§ PROBLEM TO WORK ON: Reproduce all the records below line for line without changing anything, and omit the pictures.

:::::

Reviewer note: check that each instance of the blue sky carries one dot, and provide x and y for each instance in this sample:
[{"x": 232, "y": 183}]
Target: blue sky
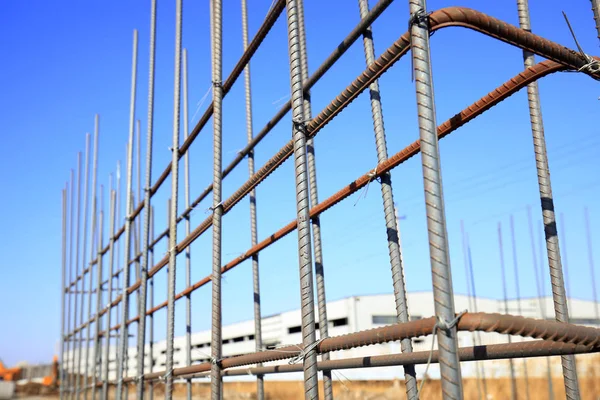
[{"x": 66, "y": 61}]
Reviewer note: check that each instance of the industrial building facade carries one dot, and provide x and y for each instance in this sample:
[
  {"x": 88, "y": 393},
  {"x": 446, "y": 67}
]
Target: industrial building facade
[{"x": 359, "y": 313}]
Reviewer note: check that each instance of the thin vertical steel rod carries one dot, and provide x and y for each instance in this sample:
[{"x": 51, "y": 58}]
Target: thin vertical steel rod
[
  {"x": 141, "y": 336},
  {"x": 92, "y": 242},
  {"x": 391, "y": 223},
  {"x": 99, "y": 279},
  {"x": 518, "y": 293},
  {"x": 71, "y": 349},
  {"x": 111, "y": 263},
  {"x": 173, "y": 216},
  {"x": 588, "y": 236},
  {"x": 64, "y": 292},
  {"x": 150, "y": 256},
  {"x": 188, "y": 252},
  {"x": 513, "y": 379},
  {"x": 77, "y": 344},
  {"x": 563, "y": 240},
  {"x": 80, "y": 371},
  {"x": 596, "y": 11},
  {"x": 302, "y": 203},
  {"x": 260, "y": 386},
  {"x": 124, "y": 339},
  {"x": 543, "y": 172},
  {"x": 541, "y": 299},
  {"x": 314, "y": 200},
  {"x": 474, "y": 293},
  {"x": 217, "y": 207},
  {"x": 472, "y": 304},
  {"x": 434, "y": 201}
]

:::::

§ EXERCISE ANSWER:
Reviewer note: check that each instance of the blue sky carries one dot, and provide x and y for each instance in this sample:
[{"x": 232, "y": 183}]
Target: blue sky
[{"x": 66, "y": 61}]
Reviewer note: check that each instance of the industrial building facade carries one dot, and provide x and y for each instance in this sample:
[
  {"x": 88, "y": 393},
  {"x": 446, "y": 67}
]
Target: industrial building facade
[{"x": 359, "y": 313}]
Reviewer note: check that each instance of the thin vertical steel rod carries one dot, and provide x and y for each instance in this sample:
[{"x": 51, "y": 58}]
Target: thin vertical steel rod
[
  {"x": 141, "y": 336},
  {"x": 92, "y": 242},
  {"x": 391, "y": 223},
  {"x": 99, "y": 279},
  {"x": 518, "y": 293},
  {"x": 71, "y": 349},
  {"x": 111, "y": 263},
  {"x": 173, "y": 216},
  {"x": 588, "y": 236},
  {"x": 64, "y": 292},
  {"x": 150, "y": 256},
  {"x": 188, "y": 252},
  {"x": 513, "y": 379},
  {"x": 77, "y": 344},
  {"x": 563, "y": 240},
  {"x": 80, "y": 371},
  {"x": 596, "y": 11},
  {"x": 302, "y": 203},
  {"x": 260, "y": 386},
  {"x": 124, "y": 339},
  {"x": 543, "y": 172},
  {"x": 541, "y": 299},
  {"x": 314, "y": 200},
  {"x": 474, "y": 293},
  {"x": 217, "y": 207},
  {"x": 472, "y": 304},
  {"x": 434, "y": 201}
]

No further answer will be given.